DOCUMENT:
Democracy In America, Alexis de Tocqueville, 1831
Volume 2, Section 4, Chapter 7, Continuation Of The Preceding Chapters
I BELIEVE that it is easier to establish an absolute and despotic government among a people in which the conditions of society are equal than among any other; and I think that if such a government were once established among such a people, it not only would oppress men, but would eventually strip each of them of several of the highest qualities of humanity. Despotism, therefore, appears to me peculiarly to be dreaded in democratic times. I should have loved freedom, I believe, at all times, but in the time in which we live I am ready to worship it. On the other hand, I am persuaded that all who attempt, in the ages upon which we are entering, to base freedom upon aristocratic privilege will fail; that all who attempt to draw and to retain authority within a single class will fail. At the present day no ruler is skillful or strong enough to found a despotism by re-establishing permanent distinctions of rank among his subjects; no legislator is wise or powerful enough to preserve free institutions if he does not take equality for his first principle and his watchword. All of our contemporaries who would establish or secure the independence and the dignity of their fellow men must show themselves the friends of equality; and the only worthy means of showing themselves as such is to be so: upon this depends the success of their holy enterprise. Thus the question is not how to reconstruct aristocratic society, but how to make liberty proceed out of that democratic state of society in which God has placed us.
These two truths appear to me simple, clear, and fertile in consequences; and they naturally lead me to consider what kind of free government can be established among a people in which social conditions are equal.
It results from the very constitution of democratic nations and from their necessities that the power of government among them must be more uniform, more centralized, more extensive, more searching, and more efficient than in other countries Society at large is naturally stronger and more active, the individual more subordinate and weak; the former does more, the latter less; and this is inevitably the case.
It is not, therefore, to be expected that the range of private independence will ever be so extensive in democratic as in aristocratic countries; nor is this to be desired; for among aristocratic nations the mass is often sacrificed to the individual, and the prosperity of the greater number to the greatness of the few. It is both necessary and desirable that the government of a democratic people should be active and powerful; and our object should not be to render it weak or indolent, but solely to prevent it from abusing its aptitude and its strength.
The circumstance which most contributed to secure the independence of private persons in aristocratic ages was that the supreme power did not affect to take upon itself alone the government and administration of the community. Those functions were necessarily partially left to the members of the aristocracy; so that, as the supreme power was always divided, it never weighed with its whole weight and in the same manner on each individual.
Not only did the government not perform everything by its immediate agency, but as most of the agents who discharged its duties derived their power, not from the state, but from the circumstance of their birth, they were not perpetually under its control. The government could not make or unmake them in an instant, at pleasure, or bend them in strict uniformity to its slightest caprice; this was an additional guarantee of private independence.

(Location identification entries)

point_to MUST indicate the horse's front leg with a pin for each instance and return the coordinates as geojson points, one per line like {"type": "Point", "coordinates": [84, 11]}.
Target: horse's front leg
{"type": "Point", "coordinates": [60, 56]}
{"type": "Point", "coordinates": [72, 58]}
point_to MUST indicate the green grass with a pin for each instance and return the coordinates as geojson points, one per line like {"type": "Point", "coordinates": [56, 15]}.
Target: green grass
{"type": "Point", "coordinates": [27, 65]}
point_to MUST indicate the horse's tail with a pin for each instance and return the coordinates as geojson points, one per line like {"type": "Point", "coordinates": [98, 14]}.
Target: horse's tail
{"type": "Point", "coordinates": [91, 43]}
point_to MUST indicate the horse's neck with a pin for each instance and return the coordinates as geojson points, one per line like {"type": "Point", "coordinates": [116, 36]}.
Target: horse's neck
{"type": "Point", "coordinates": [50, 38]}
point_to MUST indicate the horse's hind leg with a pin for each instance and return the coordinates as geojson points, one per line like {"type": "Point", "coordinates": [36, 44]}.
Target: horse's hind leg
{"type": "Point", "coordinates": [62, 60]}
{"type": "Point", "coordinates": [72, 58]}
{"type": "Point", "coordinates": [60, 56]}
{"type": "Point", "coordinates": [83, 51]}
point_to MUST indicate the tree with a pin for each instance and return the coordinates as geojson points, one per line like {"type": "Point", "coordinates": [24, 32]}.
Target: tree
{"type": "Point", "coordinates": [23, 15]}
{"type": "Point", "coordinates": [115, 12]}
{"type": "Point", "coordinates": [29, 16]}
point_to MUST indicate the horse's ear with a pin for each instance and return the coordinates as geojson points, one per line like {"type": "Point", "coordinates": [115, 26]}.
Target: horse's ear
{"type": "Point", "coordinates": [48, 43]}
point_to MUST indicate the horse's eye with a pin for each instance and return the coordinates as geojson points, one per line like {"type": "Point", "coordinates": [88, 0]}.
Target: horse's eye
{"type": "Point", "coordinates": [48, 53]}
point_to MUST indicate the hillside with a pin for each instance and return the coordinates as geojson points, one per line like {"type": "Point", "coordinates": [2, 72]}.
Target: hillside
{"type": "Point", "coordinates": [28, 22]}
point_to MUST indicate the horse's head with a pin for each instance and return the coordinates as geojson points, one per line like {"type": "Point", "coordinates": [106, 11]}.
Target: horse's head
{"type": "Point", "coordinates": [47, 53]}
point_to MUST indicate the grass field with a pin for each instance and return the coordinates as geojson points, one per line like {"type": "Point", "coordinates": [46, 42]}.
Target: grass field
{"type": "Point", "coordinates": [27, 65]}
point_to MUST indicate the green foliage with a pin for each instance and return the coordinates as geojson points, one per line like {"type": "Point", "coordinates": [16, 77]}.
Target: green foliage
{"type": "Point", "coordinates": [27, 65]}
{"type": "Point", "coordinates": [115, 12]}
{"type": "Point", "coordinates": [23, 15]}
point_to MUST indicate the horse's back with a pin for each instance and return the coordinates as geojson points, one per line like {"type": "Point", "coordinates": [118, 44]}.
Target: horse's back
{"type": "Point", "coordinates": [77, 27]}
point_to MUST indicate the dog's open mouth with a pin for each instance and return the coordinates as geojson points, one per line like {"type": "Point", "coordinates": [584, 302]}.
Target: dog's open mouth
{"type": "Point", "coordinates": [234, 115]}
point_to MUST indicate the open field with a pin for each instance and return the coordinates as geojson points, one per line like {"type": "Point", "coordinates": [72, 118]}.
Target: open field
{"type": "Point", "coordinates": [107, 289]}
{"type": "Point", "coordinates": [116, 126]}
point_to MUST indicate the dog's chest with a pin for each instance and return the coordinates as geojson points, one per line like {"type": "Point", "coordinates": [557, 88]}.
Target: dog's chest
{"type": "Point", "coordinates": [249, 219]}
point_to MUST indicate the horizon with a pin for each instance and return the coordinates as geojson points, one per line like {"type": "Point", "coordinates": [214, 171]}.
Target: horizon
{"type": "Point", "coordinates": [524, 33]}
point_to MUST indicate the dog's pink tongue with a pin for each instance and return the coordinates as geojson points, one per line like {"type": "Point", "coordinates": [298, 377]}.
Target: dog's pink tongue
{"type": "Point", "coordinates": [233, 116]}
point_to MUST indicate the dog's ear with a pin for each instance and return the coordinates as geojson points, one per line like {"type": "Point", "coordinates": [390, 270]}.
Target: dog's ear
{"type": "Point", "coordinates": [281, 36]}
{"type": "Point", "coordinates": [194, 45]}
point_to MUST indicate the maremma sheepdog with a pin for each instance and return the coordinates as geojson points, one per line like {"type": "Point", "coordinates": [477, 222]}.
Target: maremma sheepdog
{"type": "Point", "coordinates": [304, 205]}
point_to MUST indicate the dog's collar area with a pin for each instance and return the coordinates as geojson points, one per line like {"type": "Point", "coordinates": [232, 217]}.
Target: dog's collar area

DIRECTIONS:
- a) Does the Democracy in America passage support each statement below? Answer yes or no for each and quote the exact words of the passage that decide it.
(i) Despotism is harder to establish among a people whose social conditions are equal than among any other.
(ii) The government of a democratic people should be active and powerful.
(iii) In aristocratic ages, most of the agents who carried out the government's duties drew their power from the state.
- b) Edit part of the listing by replacing "dog's" with "hound's" and leaving everything else unchanged. Begin at the line that contains "point_to MUST indicate the open" and stop after the last line of the listing, then give only those lines.

RESULTS OF THE EXERCISE:
- a)
(i) No: "it is easier to establish an absolute and despotic government among a people in which the conditions of society are equal than among any other"
(ii) Yes: "It is both necessary and desirable that the government of a democratic people should be active and powerful"
(iii) No: "derived their power, not from the state, but from the circumstance of their birth"

- b)
point_to MUST indicate the open field with a pin for each instance and return the coordinates as geojson points, one per line like {"type": "Point", "coordinates": [72, 118]}.
Target: open field
{"type": "Point", "coordinates": [107, 289]}
{"type": "Point", "coordinates": [116, 126]}
point_to MUST indicate the hound's chest with a pin for each instance and return the coordinates as geojson points, one per line like {"type": "Point", "coordinates": [557, 88]}.
Target: hound's chest
{"type": "Point", "coordinates": [249, 219]}
point_to MUST indicate the horizon with a pin for each instance and return the coordinates as geojson points, one per line like {"type": "Point", "coordinates": [214, 171]}.
Target: horizon
{"type": "Point", "coordinates": [524, 33]}
point_to MUST indicate the hound's pink tongue with a pin for each instance and return the coordinates as geojson points, one per line like {"type": "Point", "coordinates": [298, 377]}.
Target: hound's pink tongue
{"type": "Point", "coordinates": [233, 116]}
point_to MUST indicate the hound's ear with a pin for each instance and return the coordinates as geojson points, one per line like {"type": "Point", "coordinates": [390, 270]}.
Target: hound's ear
{"type": "Point", "coordinates": [281, 36]}
{"type": "Point", "coordinates": [194, 45]}
point_to MUST indicate the maremma sheepdog with a pin for each instance and return the coordinates as geojson points, one per line like {"type": "Point", "coordinates": [477, 222]}.
Target: maremma sheepdog
{"type": "Point", "coordinates": [304, 205]}
point_to MUST indicate the hound's collar area with a pin for each instance and return the coordinates as geojson points, one per line like {"type": "Point", "coordinates": [232, 217]}.
Target: hound's collar area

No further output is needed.